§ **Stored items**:
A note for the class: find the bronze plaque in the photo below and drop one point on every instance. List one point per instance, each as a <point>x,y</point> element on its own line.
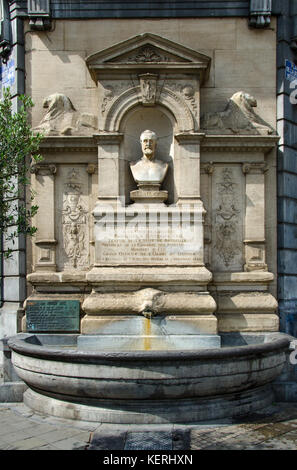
<point>53,315</point>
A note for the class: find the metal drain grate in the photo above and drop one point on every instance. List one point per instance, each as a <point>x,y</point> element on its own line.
<point>148,441</point>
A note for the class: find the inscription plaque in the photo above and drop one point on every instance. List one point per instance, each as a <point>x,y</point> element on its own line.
<point>53,315</point>
<point>149,252</point>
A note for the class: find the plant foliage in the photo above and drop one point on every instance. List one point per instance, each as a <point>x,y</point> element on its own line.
<point>18,149</point>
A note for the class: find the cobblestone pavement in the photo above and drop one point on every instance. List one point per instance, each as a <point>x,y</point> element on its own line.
<point>275,428</point>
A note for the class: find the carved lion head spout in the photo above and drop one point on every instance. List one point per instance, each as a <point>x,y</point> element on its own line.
<point>61,118</point>
<point>238,117</point>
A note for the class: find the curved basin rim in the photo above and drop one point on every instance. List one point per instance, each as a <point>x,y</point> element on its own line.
<point>18,345</point>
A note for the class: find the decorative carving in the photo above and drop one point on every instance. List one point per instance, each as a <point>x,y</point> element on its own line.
<point>186,91</point>
<point>189,94</point>
<point>237,118</point>
<point>62,118</point>
<point>43,168</point>
<point>227,219</point>
<point>207,168</point>
<point>148,87</point>
<point>148,54</point>
<point>74,223</point>
<point>260,13</point>
<point>108,96</point>
<point>260,167</point>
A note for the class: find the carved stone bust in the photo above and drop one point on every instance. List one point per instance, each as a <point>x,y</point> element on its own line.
<point>147,169</point>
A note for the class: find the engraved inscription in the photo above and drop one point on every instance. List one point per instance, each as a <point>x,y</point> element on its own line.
<point>149,252</point>
<point>52,315</point>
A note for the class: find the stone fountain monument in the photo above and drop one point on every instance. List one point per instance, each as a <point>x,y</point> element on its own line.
<point>150,283</point>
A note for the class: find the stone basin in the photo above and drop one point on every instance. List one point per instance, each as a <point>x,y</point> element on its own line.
<point>149,386</point>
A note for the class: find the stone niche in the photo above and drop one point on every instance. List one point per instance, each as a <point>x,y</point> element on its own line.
<point>215,281</point>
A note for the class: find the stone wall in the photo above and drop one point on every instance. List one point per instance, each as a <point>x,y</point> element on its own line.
<point>238,171</point>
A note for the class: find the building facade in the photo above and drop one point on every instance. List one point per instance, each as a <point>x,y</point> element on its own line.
<point>51,50</point>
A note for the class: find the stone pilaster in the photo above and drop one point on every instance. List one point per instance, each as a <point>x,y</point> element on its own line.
<point>108,166</point>
<point>45,242</point>
<point>254,235</point>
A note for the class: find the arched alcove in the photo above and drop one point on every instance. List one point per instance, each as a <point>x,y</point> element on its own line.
<point>162,122</point>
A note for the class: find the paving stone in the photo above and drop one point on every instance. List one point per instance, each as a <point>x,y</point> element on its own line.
<point>148,441</point>
<point>28,444</point>
<point>71,444</point>
<point>107,440</point>
<point>181,439</point>
<point>56,435</point>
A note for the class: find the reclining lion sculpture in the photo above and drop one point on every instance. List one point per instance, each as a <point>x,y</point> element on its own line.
<point>238,117</point>
<point>61,118</point>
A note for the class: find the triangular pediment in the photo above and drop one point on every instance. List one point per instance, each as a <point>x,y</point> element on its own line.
<point>147,49</point>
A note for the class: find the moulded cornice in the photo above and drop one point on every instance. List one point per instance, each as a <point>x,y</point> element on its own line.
<point>127,55</point>
<point>239,143</point>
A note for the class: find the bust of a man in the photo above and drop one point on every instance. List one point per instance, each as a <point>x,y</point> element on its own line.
<point>147,169</point>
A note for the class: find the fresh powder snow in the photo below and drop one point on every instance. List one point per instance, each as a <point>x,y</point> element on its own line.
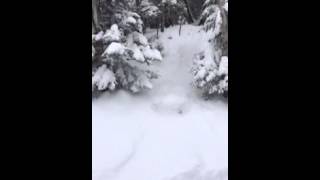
<point>167,133</point>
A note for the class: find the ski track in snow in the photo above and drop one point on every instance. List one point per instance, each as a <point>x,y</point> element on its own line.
<point>168,133</point>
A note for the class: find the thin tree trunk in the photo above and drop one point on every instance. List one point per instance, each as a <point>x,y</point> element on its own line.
<point>190,16</point>
<point>95,19</point>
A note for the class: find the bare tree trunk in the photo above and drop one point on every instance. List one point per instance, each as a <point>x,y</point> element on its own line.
<point>95,20</point>
<point>190,16</point>
<point>224,28</point>
<point>180,27</point>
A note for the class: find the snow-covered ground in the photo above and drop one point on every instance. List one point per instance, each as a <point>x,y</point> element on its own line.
<point>168,133</point>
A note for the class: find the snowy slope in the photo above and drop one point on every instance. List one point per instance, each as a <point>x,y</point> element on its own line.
<point>168,133</point>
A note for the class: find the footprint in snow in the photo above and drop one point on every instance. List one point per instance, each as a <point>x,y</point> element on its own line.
<point>171,104</point>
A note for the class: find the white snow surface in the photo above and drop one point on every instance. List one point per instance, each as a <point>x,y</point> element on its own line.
<point>114,48</point>
<point>167,133</point>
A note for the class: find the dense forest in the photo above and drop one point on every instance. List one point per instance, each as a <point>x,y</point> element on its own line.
<point>122,55</point>
<point>160,89</point>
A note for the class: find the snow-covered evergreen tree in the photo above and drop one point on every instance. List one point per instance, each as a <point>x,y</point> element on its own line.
<point>210,68</point>
<point>122,55</point>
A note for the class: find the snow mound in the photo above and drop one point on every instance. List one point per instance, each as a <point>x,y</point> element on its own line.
<point>152,54</point>
<point>112,35</point>
<point>114,49</point>
<point>171,104</point>
<point>104,78</point>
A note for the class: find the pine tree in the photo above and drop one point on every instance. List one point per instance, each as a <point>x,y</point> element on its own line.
<point>122,55</point>
<point>210,68</point>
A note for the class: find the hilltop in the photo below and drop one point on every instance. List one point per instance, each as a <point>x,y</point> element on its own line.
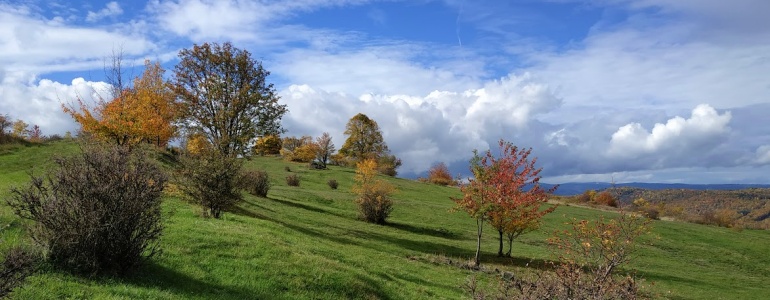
<point>306,242</point>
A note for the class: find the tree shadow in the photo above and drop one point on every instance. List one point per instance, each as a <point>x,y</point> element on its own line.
<point>420,230</point>
<point>413,245</point>
<point>154,276</point>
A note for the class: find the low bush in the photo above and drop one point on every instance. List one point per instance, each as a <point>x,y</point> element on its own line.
<point>333,184</point>
<point>17,264</point>
<point>95,212</point>
<point>211,181</point>
<point>292,180</point>
<point>256,183</point>
<point>373,201</point>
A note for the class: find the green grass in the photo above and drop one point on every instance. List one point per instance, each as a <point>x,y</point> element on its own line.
<point>306,242</point>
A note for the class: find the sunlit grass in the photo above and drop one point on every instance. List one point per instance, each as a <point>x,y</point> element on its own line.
<point>307,242</point>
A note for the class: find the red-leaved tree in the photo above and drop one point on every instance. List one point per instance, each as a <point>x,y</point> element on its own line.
<point>518,195</point>
<point>506,192</point>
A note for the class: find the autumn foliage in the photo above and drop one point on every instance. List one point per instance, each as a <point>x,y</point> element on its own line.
<point>506,192</point>
<point>144,113</point>
<point>373,195</point>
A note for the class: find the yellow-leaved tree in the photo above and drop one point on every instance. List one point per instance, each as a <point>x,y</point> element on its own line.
<point>144,113</point>
<point>374,195</point>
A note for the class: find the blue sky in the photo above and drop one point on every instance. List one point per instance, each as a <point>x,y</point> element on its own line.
<point>630,90</point>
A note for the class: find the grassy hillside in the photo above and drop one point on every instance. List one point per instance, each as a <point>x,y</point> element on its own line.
<point>306,242</point>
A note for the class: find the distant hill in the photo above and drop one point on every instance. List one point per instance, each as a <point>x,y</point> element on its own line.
<point>575,188</point>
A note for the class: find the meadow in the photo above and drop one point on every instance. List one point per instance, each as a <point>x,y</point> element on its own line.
<point>307,242</point>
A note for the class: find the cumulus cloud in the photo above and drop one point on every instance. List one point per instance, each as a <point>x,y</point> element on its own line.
<point>679,135</point>
<point>42,100</point>
<point>32,43</point>
<point>112,9</point>
<point>441,126</point>
<point>763,155</point>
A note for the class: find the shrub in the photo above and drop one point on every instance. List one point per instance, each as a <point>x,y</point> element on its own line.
<point>588,257</point>
<point>16,266</point>
<point>333,184</point>
<point>96,212</point>
<point>439,174</point>
<point>256,183</point>
<point>373,201</point>
<point>606,199</point>
<point>292,180</point>
<point>268,145</point>
<point>211,181</point>
<point>315,165</point>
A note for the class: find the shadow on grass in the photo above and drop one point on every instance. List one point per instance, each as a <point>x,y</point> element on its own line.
<point>307,207</point>
<point>427,247</point>
<point>440,232</point>
<point>155,276</point>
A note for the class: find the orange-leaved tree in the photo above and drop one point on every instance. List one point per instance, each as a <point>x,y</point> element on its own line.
<point>477,196</point>
<point>374,195</point>
<point>518,195</point>
<point>439,174</point>
<point>144,113</point>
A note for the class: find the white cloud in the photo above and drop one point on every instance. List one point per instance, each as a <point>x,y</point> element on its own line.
<point>112,9</point>
<point>442,126</point>
<point>705,127</point>
<point>39,102</point>
<point>763,155</point>
<point>31,43</point>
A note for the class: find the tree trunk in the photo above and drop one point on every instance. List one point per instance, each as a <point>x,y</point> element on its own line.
<point>510,245</point>
<point>500,249</point>
<point>479,228</point>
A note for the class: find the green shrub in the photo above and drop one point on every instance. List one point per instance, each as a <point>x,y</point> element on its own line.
<point>211,181</point>
<point>17,264</point>
<point>96,212</point>
<point>333,184</point>
<point>292,180</point>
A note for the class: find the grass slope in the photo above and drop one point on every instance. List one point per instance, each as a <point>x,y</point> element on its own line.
<point>306,242</point>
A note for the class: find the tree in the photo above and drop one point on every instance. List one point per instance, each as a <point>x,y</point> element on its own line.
<point>387,164</point>
<point>477,196</point>
<point>144,113</point>
<point>210,179</point>
<point>224,95</point>
<point>325,148</point>
<point>35,135</point>
<point>5,123</point>
<point>505,190</point>
<point>598,247</point>
<point>373,200</point>
<point>299,149</point>
<point>20,129</point>
<point>364,139</point>
<point>268,145</point>
<point>439,174</point>
<point>154,104</point>
<point>518,195</point>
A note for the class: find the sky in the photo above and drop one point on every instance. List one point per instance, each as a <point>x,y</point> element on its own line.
<point>601,90</point>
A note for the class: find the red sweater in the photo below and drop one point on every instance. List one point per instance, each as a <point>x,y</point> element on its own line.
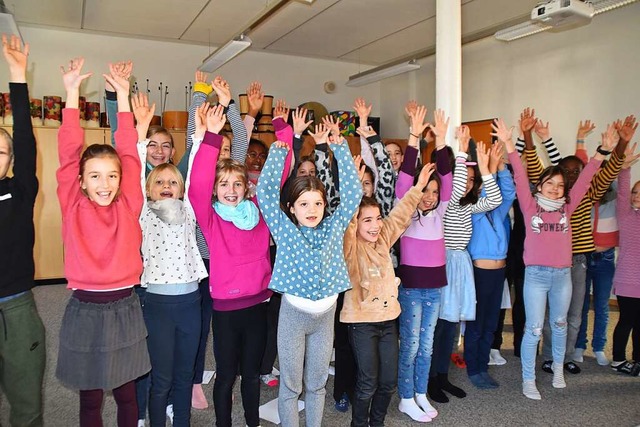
<point>102,243</point>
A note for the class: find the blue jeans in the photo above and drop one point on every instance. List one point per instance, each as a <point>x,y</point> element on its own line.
<point>420,308</point>
<point>542,283</point>
<point>173,323</point>
<point>600,270</point>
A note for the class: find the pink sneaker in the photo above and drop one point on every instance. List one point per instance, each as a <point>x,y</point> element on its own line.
<point>198,399</point>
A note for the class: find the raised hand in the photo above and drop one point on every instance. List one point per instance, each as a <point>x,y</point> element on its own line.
<point>483,158</point>
<point>425,173</point>
<point>321,134</point>
<point>255,96</point>
<point>463,135</point>
<point>299,117</point>
<point>222,89</point>
<point>72,77</point>
<point>16,57</point>
<point>627,129</point>
<point>362,110</point>
<point>143,112</point>
<point>201,120</point>
<point>365,131</point>
<point>216,119</point>
<point>630,158</point>
<point>281,110</point>
<point>503,133</point>
<point>542,130</point>
<point>496,157</point>
<point>585,129</point>
<point>527,120</point>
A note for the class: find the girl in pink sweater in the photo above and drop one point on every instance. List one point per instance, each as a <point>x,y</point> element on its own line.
<point>102,336</point>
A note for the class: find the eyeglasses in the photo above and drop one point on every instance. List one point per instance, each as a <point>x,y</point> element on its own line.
<point>253,156</point>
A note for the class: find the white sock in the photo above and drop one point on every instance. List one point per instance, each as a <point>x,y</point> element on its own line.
<point>409,407</point>
<point>558,375</point>
<point>425,405</point>
<point>530,390</point>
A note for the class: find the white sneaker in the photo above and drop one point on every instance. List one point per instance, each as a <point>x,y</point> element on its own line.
<point>170,413</point>
<point>496,358</point>
<point>578,355</point>
<point>601,358</point>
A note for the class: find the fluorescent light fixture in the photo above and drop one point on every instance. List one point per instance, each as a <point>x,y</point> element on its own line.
<point>519,31</point>
<point>8,23</point>
<point>380,73</point>
<point>602,6</point>
<point>224,54</point>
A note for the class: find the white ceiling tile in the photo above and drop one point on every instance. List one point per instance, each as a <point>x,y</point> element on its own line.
<point>155,18</point>
<point>58,13</point>
<point>222,19</point>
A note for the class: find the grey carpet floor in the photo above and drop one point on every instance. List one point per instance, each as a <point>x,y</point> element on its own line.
<point>596,397</point>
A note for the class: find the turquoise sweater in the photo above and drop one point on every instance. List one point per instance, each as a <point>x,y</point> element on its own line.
<point>309,261</point>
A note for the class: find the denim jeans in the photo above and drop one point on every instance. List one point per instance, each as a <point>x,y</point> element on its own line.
<point>375,347</point>
<point>600,270</point>
<point>420,309</point>
<point>542,283</point>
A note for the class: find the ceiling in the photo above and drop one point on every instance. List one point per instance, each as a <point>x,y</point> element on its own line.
<point>364,31</point>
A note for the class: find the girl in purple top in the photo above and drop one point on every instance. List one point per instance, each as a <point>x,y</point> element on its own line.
<point>625,281</point>
<point>547,252</point>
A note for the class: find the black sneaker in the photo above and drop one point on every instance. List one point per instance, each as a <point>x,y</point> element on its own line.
<point>628,368</point>
<point>572,368</point>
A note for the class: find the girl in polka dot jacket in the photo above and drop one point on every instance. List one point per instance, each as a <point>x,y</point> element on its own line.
<point>238,241</point>
<point>310,271</point>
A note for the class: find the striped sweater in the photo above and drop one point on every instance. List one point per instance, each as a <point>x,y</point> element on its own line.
<point>457,218</point>
<point>581,226</point>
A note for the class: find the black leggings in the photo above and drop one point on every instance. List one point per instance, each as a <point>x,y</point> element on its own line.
<point>629,319</point>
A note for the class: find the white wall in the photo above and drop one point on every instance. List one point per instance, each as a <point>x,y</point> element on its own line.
<point>586,73</point>
<point>295,79</point>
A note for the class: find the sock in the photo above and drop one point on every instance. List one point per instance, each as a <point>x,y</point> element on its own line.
<point>425,405</point>
<point>450,388</point>
<point>409,407</point>
<point>435,392</point>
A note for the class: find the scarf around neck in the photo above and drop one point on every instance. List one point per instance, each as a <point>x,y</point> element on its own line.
<point>170,211</point>
<point>549,205</point>
<point>245,215</point>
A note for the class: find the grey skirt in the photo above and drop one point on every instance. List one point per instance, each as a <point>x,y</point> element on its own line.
<point>102,346</point>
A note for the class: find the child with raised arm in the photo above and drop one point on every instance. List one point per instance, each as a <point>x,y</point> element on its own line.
<point>23,351</point>
<point>547,253</point>
<point>102,336</point>
<point>238,240</point>
<point>371,308</point>
<point>310,271</point>
<point>625,280</point>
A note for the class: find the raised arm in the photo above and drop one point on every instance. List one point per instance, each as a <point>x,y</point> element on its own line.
<point>24,142</point>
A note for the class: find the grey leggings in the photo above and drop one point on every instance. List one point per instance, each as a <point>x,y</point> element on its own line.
<point>305,341</point>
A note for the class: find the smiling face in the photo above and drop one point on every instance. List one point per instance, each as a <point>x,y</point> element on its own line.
<point>553,187</point>
<point>306,168</point>
<point>308,209</point>
<point>100,179</point>
<point>230,188</point>
<point>164,184</point>
<point>160,149</point>
<point>395,155</point>
<point>369,223</point>
<point>6,156</point>
<point>430,196</point>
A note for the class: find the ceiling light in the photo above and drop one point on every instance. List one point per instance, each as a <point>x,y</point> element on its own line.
<point>602,6</point>
<point>224,54</point>
<point>521,30</point>
<point>382,72</point>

§ **Directions for this task**: Copy the rows above word for word, beginning with the line that contains "A note for the class: find the arched" and continuing through the line that contains "<point>162,122</point>".

§ **Result below**:
A note for the class: find the arched alcove in the photo above and drop one point on every instance. List one point per instance, each as a <point>x,y</point> element on its own line.
<point>162,122</point>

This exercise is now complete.